Work item:
Restate word for word the lines of the material below, from the line with "Target = grass edge along path" to the line with "Target = rocket base pedestal", both lines included, and no others.

[Opening Materials provided section]

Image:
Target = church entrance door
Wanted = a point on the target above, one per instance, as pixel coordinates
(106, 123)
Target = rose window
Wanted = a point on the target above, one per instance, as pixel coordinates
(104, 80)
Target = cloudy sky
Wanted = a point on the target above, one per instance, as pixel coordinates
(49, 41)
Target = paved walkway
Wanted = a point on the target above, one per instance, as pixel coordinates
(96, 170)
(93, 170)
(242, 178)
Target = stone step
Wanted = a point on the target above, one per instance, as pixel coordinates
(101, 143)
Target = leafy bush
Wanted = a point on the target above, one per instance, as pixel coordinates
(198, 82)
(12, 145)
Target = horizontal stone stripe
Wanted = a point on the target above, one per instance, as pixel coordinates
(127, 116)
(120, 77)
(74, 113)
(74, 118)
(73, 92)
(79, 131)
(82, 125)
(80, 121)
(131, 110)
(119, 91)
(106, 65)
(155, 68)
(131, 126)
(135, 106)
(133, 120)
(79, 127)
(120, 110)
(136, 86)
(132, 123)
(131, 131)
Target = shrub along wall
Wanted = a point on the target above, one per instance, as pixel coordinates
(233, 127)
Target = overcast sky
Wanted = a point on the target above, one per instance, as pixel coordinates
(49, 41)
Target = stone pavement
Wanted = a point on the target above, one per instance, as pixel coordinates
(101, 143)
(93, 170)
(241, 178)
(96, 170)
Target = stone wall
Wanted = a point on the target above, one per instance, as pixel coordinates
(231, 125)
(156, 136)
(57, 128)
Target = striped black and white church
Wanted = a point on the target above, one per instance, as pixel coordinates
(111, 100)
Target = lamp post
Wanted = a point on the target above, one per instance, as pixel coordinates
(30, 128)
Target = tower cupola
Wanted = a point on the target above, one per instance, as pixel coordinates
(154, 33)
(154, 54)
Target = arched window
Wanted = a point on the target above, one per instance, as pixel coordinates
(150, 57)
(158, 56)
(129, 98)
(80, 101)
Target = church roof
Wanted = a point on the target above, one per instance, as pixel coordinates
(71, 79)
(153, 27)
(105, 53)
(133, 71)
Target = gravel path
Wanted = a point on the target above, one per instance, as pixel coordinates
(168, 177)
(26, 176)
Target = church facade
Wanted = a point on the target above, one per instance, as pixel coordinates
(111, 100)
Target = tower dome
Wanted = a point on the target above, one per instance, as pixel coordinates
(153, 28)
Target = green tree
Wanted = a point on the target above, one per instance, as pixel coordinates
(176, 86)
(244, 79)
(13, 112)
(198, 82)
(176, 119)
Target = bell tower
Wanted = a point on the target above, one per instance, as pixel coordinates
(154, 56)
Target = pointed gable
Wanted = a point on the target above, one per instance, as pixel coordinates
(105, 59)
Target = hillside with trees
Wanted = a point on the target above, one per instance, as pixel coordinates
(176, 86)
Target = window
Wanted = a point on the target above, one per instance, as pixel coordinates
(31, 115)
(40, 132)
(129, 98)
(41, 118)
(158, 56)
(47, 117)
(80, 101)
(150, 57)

[Closing Materials provided section]
[Opening Materials provided section]

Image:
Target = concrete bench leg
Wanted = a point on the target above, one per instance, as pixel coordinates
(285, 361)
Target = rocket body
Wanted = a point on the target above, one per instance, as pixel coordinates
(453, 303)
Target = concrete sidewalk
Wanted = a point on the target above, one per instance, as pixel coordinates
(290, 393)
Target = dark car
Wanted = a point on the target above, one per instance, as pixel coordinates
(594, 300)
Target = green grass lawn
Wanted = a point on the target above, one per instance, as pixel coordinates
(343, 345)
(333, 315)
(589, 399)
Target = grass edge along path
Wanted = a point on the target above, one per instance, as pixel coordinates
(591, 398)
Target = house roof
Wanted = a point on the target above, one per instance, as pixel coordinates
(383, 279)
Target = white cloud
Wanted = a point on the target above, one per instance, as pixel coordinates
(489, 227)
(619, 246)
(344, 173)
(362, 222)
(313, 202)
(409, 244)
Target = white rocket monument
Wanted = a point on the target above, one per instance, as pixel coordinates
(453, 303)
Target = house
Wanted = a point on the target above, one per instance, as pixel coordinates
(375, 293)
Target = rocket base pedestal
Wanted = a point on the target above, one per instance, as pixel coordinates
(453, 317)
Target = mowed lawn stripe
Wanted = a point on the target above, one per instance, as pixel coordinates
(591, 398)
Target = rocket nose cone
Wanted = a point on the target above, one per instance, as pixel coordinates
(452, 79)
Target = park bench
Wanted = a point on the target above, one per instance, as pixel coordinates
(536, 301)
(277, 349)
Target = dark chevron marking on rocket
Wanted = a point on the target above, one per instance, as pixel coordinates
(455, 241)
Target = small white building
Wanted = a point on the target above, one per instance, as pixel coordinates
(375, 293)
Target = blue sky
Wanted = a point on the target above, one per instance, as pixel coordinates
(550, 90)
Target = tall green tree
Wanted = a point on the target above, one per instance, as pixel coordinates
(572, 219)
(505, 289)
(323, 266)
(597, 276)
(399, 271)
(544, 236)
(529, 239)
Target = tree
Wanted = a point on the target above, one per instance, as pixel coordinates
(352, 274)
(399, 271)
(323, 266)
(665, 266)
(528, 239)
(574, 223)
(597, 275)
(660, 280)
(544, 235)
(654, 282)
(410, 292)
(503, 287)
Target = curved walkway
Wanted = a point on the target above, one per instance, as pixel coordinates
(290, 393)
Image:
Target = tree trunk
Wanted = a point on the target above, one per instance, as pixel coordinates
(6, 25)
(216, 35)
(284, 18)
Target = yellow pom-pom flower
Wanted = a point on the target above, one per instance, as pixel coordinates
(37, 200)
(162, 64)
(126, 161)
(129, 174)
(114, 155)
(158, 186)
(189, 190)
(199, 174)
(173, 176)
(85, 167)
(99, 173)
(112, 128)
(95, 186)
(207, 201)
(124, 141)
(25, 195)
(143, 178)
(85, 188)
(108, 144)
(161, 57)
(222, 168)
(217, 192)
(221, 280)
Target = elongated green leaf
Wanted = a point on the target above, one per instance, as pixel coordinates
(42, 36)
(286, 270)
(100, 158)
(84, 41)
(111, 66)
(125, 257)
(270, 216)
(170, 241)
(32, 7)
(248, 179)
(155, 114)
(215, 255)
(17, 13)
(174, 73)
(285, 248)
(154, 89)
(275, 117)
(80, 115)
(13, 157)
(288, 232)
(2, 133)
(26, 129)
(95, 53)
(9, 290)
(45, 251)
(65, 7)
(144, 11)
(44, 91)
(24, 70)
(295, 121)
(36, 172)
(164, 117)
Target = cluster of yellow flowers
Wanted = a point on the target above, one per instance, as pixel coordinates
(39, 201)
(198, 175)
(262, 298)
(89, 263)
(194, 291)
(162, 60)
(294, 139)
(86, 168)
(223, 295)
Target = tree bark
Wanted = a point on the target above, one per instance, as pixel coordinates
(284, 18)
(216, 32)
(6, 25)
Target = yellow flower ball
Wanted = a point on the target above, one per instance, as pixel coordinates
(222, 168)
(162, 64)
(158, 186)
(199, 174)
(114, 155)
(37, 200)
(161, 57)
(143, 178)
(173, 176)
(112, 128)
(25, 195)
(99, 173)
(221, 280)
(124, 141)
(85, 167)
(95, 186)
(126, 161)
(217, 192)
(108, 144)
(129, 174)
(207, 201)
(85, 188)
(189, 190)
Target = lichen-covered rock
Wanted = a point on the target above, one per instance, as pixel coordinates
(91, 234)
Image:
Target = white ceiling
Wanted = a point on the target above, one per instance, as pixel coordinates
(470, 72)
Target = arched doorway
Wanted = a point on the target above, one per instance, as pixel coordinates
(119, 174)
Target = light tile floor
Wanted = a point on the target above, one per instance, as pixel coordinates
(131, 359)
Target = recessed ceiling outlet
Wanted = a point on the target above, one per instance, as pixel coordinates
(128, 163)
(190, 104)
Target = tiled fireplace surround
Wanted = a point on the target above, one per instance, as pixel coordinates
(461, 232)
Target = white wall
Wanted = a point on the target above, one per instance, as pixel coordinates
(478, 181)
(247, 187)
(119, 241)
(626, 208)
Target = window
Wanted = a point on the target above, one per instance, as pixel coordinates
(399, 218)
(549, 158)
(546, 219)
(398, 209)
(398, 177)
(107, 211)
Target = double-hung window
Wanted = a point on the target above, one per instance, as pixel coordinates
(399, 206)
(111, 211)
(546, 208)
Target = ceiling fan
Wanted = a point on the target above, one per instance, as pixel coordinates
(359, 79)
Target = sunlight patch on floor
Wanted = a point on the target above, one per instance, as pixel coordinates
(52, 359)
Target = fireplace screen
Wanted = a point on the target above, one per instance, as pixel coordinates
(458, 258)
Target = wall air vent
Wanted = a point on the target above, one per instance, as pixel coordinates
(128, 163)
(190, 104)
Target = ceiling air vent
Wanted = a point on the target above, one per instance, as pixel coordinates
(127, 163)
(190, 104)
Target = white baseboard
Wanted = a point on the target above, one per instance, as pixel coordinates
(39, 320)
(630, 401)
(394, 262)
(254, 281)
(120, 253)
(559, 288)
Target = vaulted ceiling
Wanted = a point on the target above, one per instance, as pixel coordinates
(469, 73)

[Closing Materials provided section]
[Opening Materials provided section]

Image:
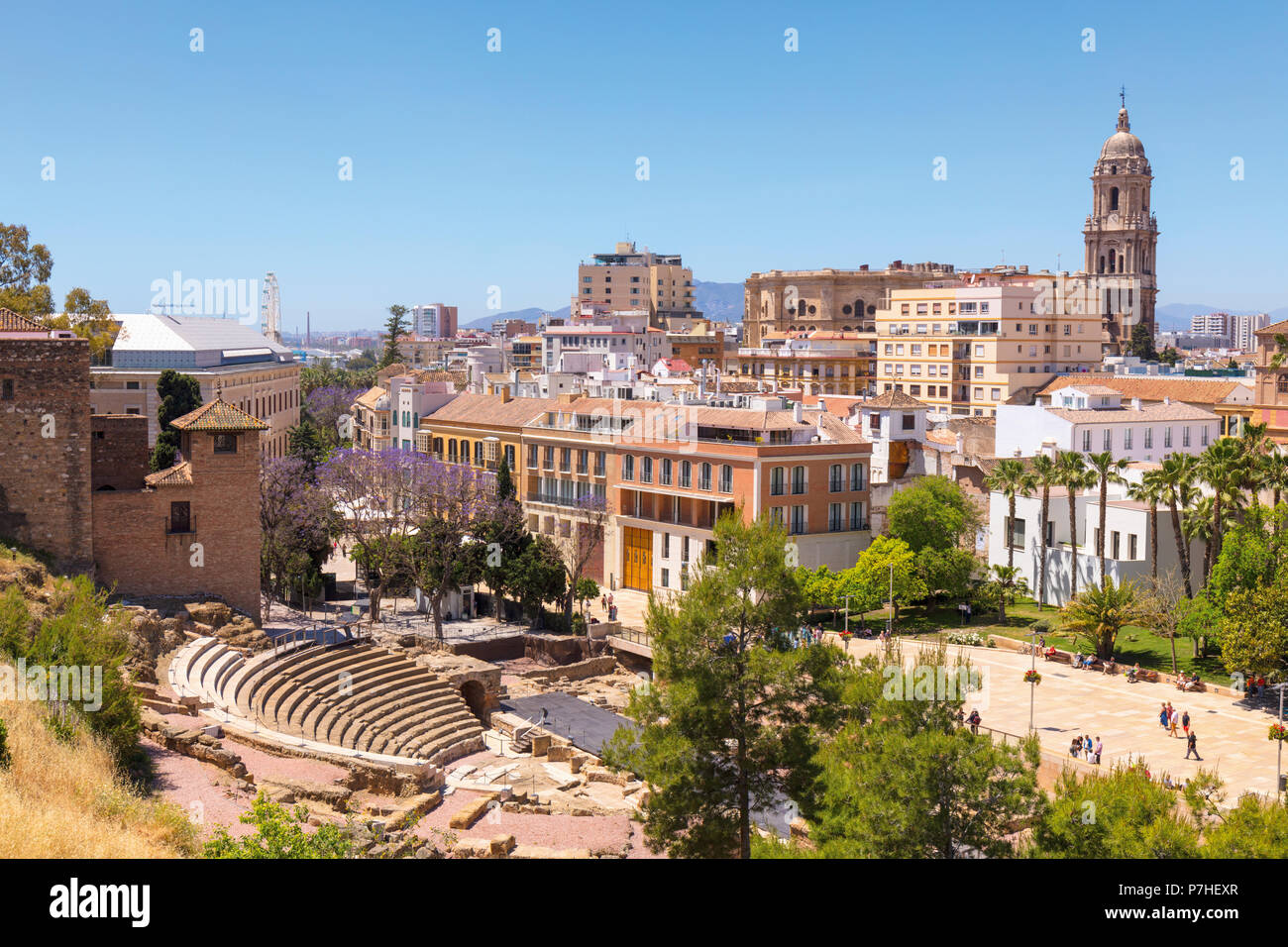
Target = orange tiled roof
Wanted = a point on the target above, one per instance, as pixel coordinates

[Closing Materials provided section]

Exercise response:
Target = grass edge along path
Wanted = a point on the target above, one per instance, as pixel coordinates
(591, 398)
Target = house roof
Wanted = a point on the target above, one per instance, as pixel coordinates
(383, 279)
Target = white cloud
Wanted = a point on the target above, one per instance, as pixel coordinates
(489, 227)
(619, 246)
(344, 173)
(362, 222)
(313, 202)
(409, 244)
Target = white rocket monument
Wanted = a point on the target above, one per instance, as pixel coordinates
(453, 303)
Target = house
Wanted = a point on the target above, one per instance, as pixel coordinates
(375, 293)
Target = rocket base pedestal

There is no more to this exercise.